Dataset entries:
BEGIN

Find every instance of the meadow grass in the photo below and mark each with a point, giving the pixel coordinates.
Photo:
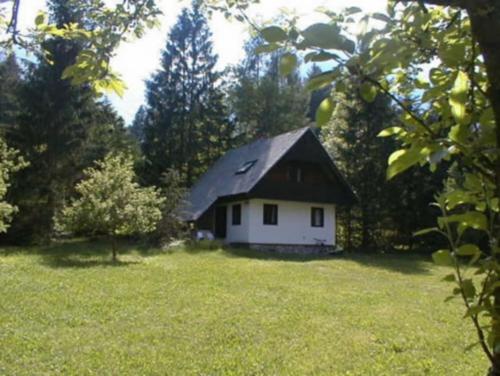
(67, 309)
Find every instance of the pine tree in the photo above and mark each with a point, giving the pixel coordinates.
(187, 126)
(388, 211)
(60, 131)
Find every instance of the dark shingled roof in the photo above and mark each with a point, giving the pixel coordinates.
(221, 179)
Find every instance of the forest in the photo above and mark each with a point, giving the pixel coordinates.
(407, 107)
(193, 113)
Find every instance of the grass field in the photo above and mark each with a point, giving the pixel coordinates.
(68, 310)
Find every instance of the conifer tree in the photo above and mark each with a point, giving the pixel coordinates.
(60, 131)
(264, 102)
(187, 126)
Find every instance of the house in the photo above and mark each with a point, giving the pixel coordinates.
(276, 194)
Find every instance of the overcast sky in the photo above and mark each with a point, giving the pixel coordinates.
(137, 60)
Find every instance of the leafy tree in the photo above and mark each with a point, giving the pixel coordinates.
(263, 102)
(10, 81)
(111, 203)
(187, 127)
(62, 129)
(170, 226)
(105, 28)
(10, 162)
(381, 219)
(451, 114)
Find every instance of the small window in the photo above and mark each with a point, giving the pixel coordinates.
(245, 167)
(236, 215)
(270, 214)
(317, 217)
(295, 173)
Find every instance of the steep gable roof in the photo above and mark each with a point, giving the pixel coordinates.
(223, 180)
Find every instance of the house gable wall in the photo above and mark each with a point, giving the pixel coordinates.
(318, 182)
(294, 223)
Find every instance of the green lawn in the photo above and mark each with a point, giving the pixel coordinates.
(68, 310)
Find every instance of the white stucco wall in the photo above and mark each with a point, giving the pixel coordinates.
(238, 233)
(294, 224)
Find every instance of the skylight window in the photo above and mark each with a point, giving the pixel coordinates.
(245, 167)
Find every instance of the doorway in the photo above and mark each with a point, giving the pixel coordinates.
(220, 221)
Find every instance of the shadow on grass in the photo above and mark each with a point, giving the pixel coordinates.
(405, 263)
(275, 256)
(82, 253)
(78, 262)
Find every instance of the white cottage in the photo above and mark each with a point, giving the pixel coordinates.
(276, 194)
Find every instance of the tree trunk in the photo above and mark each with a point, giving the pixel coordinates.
(113, 248)
(485, 22)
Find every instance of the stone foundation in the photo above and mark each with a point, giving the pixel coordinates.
(297, 249)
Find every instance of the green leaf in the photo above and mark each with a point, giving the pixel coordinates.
(40, 19)
(324, 111)
(381, 17)
(288, 62)
(320, 56)
(468, 250)
(458, 98)
(449, 278)
(368, 92)
(352, 10)
(321, 80)
(426, 231)
(390, 131)
(468, 288)
(402, 160)
(443, 257)
(458, 133)
(472, 219)
(265, 48)
(456, 198)
(273, 34)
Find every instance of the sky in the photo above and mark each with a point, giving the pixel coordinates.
(136, 60)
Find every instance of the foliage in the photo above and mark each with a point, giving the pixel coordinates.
(380, 220)
(62, 129)
(227, 312)
(102, 32)
(111, 203)
(449, 113)
(186, 127)
(10, 162)
(263, 102)
(171, 226)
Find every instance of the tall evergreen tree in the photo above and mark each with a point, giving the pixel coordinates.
(55, 130)
(187, 126)
(10, 81)
(388, 211)
(263, 102)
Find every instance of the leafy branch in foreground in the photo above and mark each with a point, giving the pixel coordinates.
(105, 29)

END

### EXERCISE REQUIREMENTS:
Please return every record above exactly, but leave out the pictures.

### RESPONSE FOR THIS EXERCISE:
Find every instance of the meadow grass in the photo below and mark each with a point, giving the pixel coordinates.
Photo:
(67, 309)
Find every instance of the pine tree in the photo above and mark each with a point, giving the pixel coordinates.
(187, 126)
(388, 211)
(60, 131)
Find every instance of the dark shingled roof in the photo above and mark each with a point, giving the pixel coordinates.
(221, 179)
Find every instance of the forest in the photo above and mark each with a point, giving the pixel coordinates.
(407, 107)
(193, 113)
Find every instance of the grass field in the photo above and mark each with a point, giving the pixel coordinates.
(68, 310)
Find every instance of the conifer tree in the photo above and mark each with a point, giving the pixel coordinates.
(60, 131)
(264, 102)
(187, 126)
Find every instance of the house in the photo above and mark each with a point, giving the pixel coordinates.
(276, 194)
Find every instance of the overcast sky in the photo above and mark each with a point, giving the pixel coordinates.
(137, 60)
Find every instance of the leafy tree in the photo above and mark each with a point, giving the pixel coordinates.
(263, 102)
(10, 81)
(111, 203)
(187, 127)
(62, 129)
(170, 226)
(105, 28)
(10, 162)
(381, 219)
(451, 114)
Find every instance of the small window in the photo above and mark each with a point, giving the pixel coordinates.
(245, 167)
(236, 215)
(270, 214)
(317, 217)
(295, 173)
Find every instance of the steep gable roof in the photo above and mark each with a point, giving the pixel coordinates.
(223, 180)
Find every instance of the house gable wall in the photo above and mark each with a point, giving the pixel coordinates.
(318, 182)
(294, 223)
Find every instance of the green lawn in the photo above and mark each with a point, giving the pixel coordinates.
(68, 310)
Find every instance of the white stucco wall in the photo above and mark each with a point, giving the pixel coordinates.
(238, 233)
(294, 224)
Find every instance of the skylight window in the photo above and mark each with a point, giving the pixel coordinates.
(245, 167)
Find every instance of the doorway in the photo above and mark each with a point, giving the pixel coordinates.
(220, 221)
Find every instance of the shadow on grass in the photo above and mark each with a point, giving the pixel coordinates.
(405, 263)
(275, 256)
(82, 253)
(78, 262)
Find every instance of the white cottage in the photo above and mark each with a point, giving the pixel coordinates.
(276, 194)
Find every instance of the tree trunk in the photo above and mark each with a point, giving the pixel coordinates.
(113, 248)
(485, 22)
Find every instance of the stone foundation in the photo above and mark each with a point, giving the pixel coordinates.
(297, 249)
Find every instance of the green leaf in the photo above and mark each with a point, giving the pixel coordinates.
(40, 19)
(324, 111)
(381, 17)
(288, 62)
(320, 56)
(468, 250)
(458, 98)
(449, 278)
(368, 92)
(352, 10)
(321, 80)
(426, 231)
(390, 131)
(468, 288)
(402, 160)
(443, 257)
(458, 133)
(472, 219)
(265, 48)
(456, 198)
(273, 34)
Find every instance of the sky in the photo above and mark each with a point, giving the pixel coordinates.
(136, 60)
Find every instance of the foliage in the photo above and mark each with a point, giving the pixel coordinates.
(380, 220)
(62, 129)
(227, 312)
(102, 32)
(111, 203)
(449, 113)
(186, 127)
(10, 162)
(263, 102)
(171, 226)
Find every instance of the tall evergreen tree in the photo above and mark each with a point, giving the pixel coordinates.
(55, 130)
(187, 126)
(10, 81)
(388, 211)
(263, 102)
Find every instance of the leafy branch in foreground in the photo above and mark each with a point, giving the pixel coordinates.
(105, 29)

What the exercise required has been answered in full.